GOAL
Count the lines in the records below that contain the word "black". Reply with the number only.

- - - -

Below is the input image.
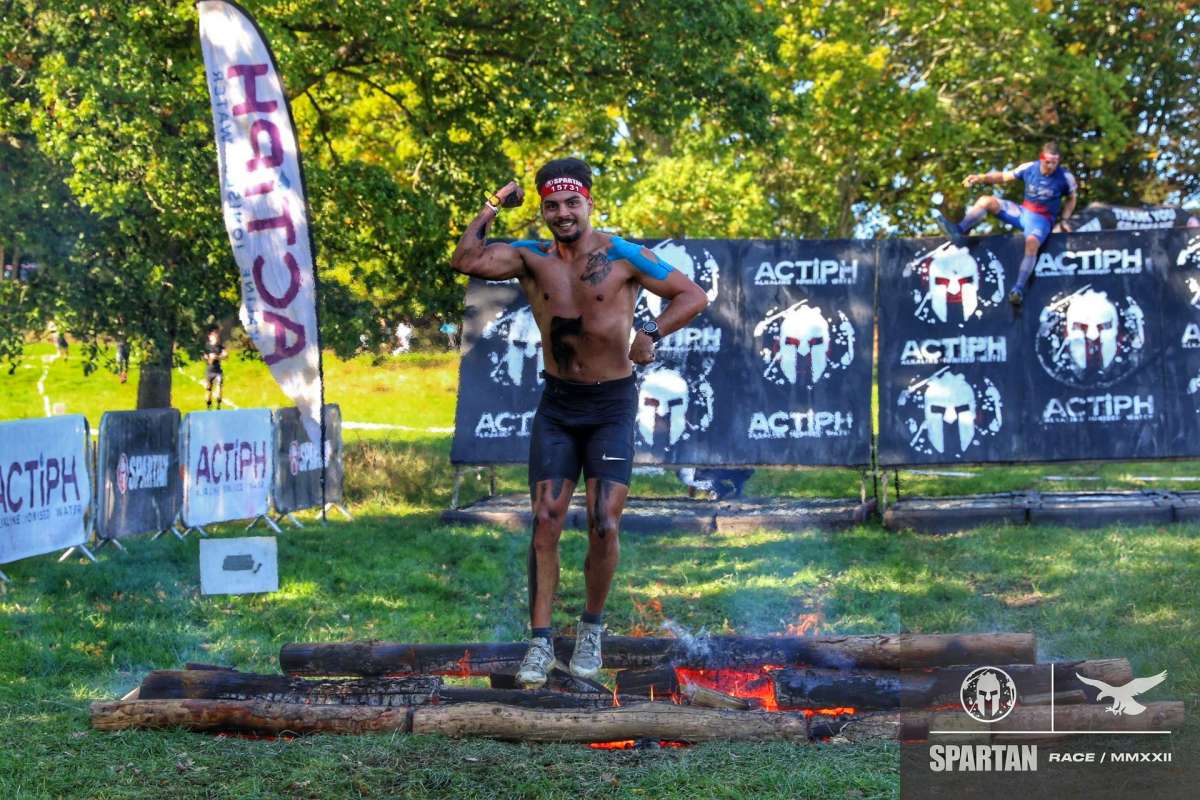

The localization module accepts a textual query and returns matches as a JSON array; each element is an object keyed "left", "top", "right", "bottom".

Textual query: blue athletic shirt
[
  {"left": 512, "top": 236, "right": 674, "bottom": 281},
  {"left": 1013, "top": 161, "right": 1079, "bottom": 222}
]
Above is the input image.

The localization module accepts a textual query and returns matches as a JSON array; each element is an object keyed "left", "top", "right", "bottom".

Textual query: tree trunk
[
  {"left": 138, "top": 341, "right": 175, "bottom": 409},
  {"left": 280, "top": 633, "right": 1037, "bottom": 675},
  {"left": 772, "top": 658, "right": 1133, "bottom": 709}
]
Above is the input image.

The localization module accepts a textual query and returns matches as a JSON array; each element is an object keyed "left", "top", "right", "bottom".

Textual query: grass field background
[{"left": 0, "top": 344, "right": 1200, "bottom": 800}]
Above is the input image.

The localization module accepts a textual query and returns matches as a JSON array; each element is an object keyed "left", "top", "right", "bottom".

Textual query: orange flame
[
  {"left": 787, "top": 612, "right": 821, "bottom": 636},
  {"left": 676, "top": 664, "right": 782, "bottom": 711},
  {"left": 588, "top": 739, "right": 689, "bottom": 750}
]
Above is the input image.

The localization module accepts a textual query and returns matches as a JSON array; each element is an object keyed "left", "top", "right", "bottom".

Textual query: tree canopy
[{"left": 0, "top": 0, "right": 1200, "bottom": 400}]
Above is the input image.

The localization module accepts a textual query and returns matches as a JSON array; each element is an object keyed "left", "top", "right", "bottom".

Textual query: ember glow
[
  {"left": 588, "top": 739, "right": 689, "bottom": 750},
  {"left": 787, "top": 614, "right": 821, "bottom": 636},
  {"left": 676, "top": 666, "right": 782, "bottom": 711},
  {"left": 671, "top": 664, "right": 856, "bottom": 717}
]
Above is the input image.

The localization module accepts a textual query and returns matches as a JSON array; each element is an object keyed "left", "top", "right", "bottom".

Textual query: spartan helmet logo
[
  {"left": 504, "top": 307, "right": 545, "bottom": 386},
  {"left": 929, "top": 247, "right": 979, "bottom": 323},
  {"left": 976, "top": 672, "right": 1000, "bottom": 717},
  {"left": 925, "top": 372, "right": 976, "bottom": 452},
  {"left": 779, "top": 306, "right": 829, "bottom": 384},
  {"left": 959, "top": 667, "right": 1016, "bottom": 722},
  {"left": 1067, "top": 289, "right": 1118, "bottom": 371},
  {"left": 637, "top": 369, "right": 688, "bottom": 446}
]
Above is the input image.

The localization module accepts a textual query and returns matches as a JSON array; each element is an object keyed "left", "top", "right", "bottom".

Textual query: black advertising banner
[
  {"left": 1162, "top": 230, "right": 1200, "bottom": 456},
  {"left": 721, "top": 240, "right": 876, "bottom": 465},
  {"left": 450, "top": 278, "right": 542, "bottom": 464},
  {"left": 271, "top": 404, "right": 343, "bottom": 513},
  {"left": 1019, "top": 230, "right": 1176, "bottom": 461},
  {"left": 1068, "top": 203, "right": 1200, "bottom": 234},
  {"left": 96, "top": 408, "right": 182, "bottom": 539},
  {"left": 634, "top": 239, "right": 745, "bottom": 464},
  {"left": 878, "top": 236, "right": 1024, "bottom": 465}
]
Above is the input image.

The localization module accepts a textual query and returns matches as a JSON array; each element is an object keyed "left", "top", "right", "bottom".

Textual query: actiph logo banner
[
  {"left": 0, "top": 415, "right": 91, "bottom": 564},
  {"left": 197, "top": 0, "right": 322, "bottom": 450},
  {"left": 878, "top": 236, "right": 1026, "bottom": 464},
  {"left": 96, "top": 408, "right": 182, "bottom": 539},
  {"left": 180, "top": 408, "right": 275, "bottom": 525},
  {"left": 271, "top": 405, "right": 342, "bottom": 513}
]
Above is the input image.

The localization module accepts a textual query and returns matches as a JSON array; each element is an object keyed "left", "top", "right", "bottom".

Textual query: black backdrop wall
[{"left": 451, "top": 228, "right": 1200, "bottom": 465}]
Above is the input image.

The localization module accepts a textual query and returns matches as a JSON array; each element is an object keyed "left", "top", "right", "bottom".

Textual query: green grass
[{"left": 0, "top": 350, "right": 1200, "bottom": 800}]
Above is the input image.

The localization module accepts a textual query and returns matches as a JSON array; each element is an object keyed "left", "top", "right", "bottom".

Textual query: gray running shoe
[
  {"left": 570, "top": 622, "right": 604, "bottom": 680},
  {"left": 517, "top": 637, "right": 557, "bottom": 688}
]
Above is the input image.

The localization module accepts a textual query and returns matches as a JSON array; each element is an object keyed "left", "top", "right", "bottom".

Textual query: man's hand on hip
[{"left": 629, "top": 331, "right": 654, "bottom": 366}]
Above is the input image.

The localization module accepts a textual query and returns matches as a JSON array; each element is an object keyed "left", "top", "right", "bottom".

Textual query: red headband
[{"left": 538, "top": 178, "right": 592, "bottom": 200}]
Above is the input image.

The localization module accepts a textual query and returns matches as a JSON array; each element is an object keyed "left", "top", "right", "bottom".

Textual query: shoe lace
[{"left": 582, "top": 626, "right": 604, "bottom": 652}]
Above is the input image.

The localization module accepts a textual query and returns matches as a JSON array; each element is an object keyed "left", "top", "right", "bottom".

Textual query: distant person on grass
[
  {"left": 934, "top": 142, "right": 1079, "bottom": 306},
  {"left": 451, "top": 158, "right": 708, "bottom": 686},
  {"left": 204, "top": 325, "right": 229, "bottom": 411},
  {"left": 116, "top": 338, "right": 130, "bottom": 384}
]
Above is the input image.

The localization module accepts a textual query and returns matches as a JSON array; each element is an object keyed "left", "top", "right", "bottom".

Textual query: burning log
[
  {"left": 679, "top": 684, "right": 751, "bottom": 711},
  {"left": 138, "top": 669, "right": 642, "bottom": 709},
  {"left": 772, "top": 658, "right": 1133, "bottom": 709},
  {"left": 280, "top": 633, "right": 1037, "bottom": 675},
  {"left": 138, "top": 669, "right": 442, "bottom": 705},
  {"left": 91, "top": 690, "right": 844, "bottom": 742}
]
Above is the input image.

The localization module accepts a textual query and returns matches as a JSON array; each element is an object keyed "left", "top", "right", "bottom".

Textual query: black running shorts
[{"left": 529, "top": 373, "right": 637, "bottom": 492}]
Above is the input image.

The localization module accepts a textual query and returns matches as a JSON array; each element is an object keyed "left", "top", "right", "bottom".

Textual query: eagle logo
[{"left": 1075, "top": 669, "right": 1166, "bottom": 716}]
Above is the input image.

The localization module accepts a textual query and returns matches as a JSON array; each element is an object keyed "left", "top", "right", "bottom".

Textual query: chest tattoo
[{"left": 580, "top": 251, "right": 612, "bottom": 285}]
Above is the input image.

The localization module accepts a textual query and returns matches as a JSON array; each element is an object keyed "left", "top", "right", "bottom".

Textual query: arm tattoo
[{"left": 580, "top": 251, "right": 612, "bottom": 285}]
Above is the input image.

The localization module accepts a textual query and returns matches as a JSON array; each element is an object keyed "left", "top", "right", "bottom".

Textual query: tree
[{"left": 0, "top": 0, "right": 769, "bottom": 404}]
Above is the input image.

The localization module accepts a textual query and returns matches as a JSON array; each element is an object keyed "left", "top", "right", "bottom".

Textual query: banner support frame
[
  {"left": 245, "top": 513, "right": 283, "bottom": 534},
  {"left": 59, "top": 545, "right": 98, "bottom": 564}
]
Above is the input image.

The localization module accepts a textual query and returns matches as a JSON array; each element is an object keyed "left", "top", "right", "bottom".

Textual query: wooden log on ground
[
  {"left": 280, "top": 633, "right": 1037, "bottom": 675},
  {"left": 91, "top": 700, "right": 830, "bottom": 742},
  {"left": 772, "top": 658, "right": 1133, "bottom": 709},
  {"left": 138, "top": 669, "right": 642, "bottom": 709},
  {"left": 617, "top": 667, "right": 679, "bottom": 698},
  {"left": 139, "top": 669, "right": 442, "bottom": 705},
  {"left": 84, "top": 699, "right": 1183, "bottom": 744}
]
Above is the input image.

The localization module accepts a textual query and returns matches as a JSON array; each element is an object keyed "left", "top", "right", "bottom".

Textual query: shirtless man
[{"left": 451, "top": 158, "right": 708, "bottom": 687}]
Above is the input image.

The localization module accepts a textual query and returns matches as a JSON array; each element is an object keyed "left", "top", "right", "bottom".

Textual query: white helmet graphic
[
  {"left": 504, "top": 306, "right": 545, "bottom": 386},
  {"left": 925, "top": 372, "right": 976, "bottom": 452},
  {"left": 974, "top": 672, "right": 1000, "bottom": 718},
  {"left": 637, "top": 369, "right": 688, "bottom": 445},
  {"left": 929, "top": 247, "right": 979, "bottom": 323},
  {"left": 779, "top": 306, "right": 829, "bottom": 384},
  {"left": 1067, "top": 289, "right": 1118, "bottom": 369}
]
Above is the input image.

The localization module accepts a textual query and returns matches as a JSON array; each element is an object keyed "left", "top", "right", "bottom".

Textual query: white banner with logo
[
  {"left": 0, "top": 414, "right": 91, "bottom": 564},
  {"left": 197, "top": 0, "right": 322, "bottom": 441},
  {"left": 180, "top": 408, "right": 274, "bottom": 527}
]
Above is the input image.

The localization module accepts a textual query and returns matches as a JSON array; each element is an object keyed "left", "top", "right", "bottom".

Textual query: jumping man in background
[
  {"left": 451, "top": 158, "right": 708, "bottom": 686},
  {"left": 934, "top": 142, "right": 1078, "bottom": 306},
  {"left": 204, "top": 325, "right": 229, "bottom": 411}
]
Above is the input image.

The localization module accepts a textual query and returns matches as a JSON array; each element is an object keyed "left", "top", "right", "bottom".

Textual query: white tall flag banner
[{"left": 197, "top": 0, "right": 323, "bottom": 441}]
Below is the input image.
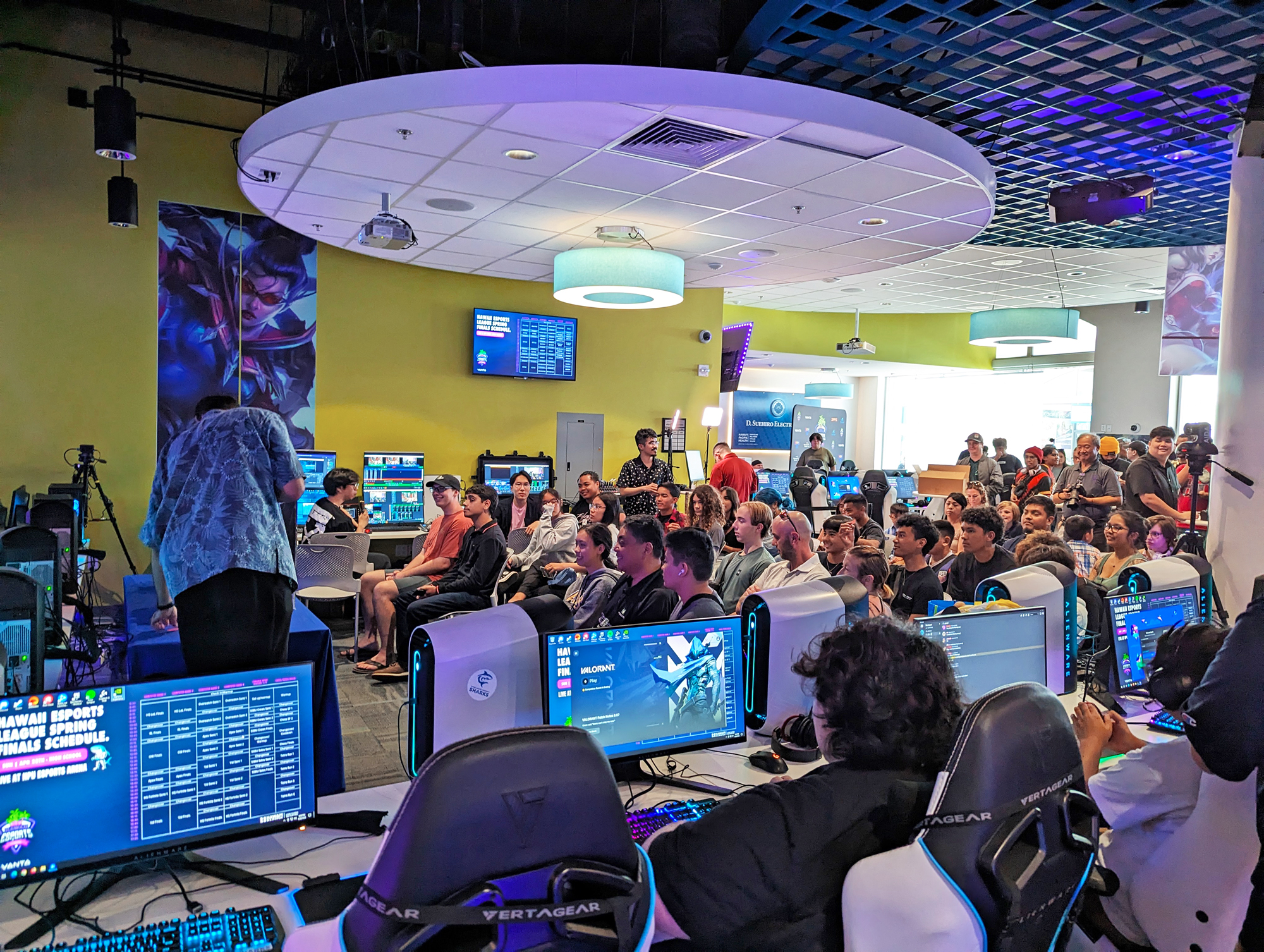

- - - -

CORRECT OUTPUT
3